What is the number of lines in the entries that contain the word "statue"? Answer with that figure alone.
━━━
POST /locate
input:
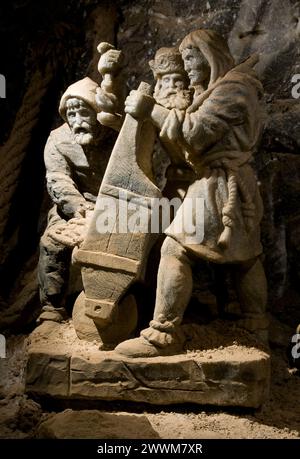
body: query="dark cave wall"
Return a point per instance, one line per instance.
(47, 45)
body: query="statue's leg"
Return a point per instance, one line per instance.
(53, 273)
(174, 289)
(251, 287)
(174, 282)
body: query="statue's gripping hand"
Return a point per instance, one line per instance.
(139, 105)
(106, 101)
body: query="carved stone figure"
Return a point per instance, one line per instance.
(75, 164)
(217, 135)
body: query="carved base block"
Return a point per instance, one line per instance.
(62, 366)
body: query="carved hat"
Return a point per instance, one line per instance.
(84, 89)
(167, 60)
(214, 48)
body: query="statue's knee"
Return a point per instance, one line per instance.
(171, 247)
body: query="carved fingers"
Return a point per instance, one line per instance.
(139, 105)
(107, 102)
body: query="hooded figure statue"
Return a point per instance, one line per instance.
(217, 135)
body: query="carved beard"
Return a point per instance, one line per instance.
(172, 98)
(82, 134)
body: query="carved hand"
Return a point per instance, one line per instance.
(107, 102)
(139, 105)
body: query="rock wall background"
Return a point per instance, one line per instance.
(47, 45)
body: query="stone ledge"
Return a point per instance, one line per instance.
(62, 366)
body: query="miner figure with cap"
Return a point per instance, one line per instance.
(76, 155)
(171, 91)
(216, 137)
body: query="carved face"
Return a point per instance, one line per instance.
(173, 81)
(170, 91)
(82, 120)
(196, 66)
━━━
REPLY —
4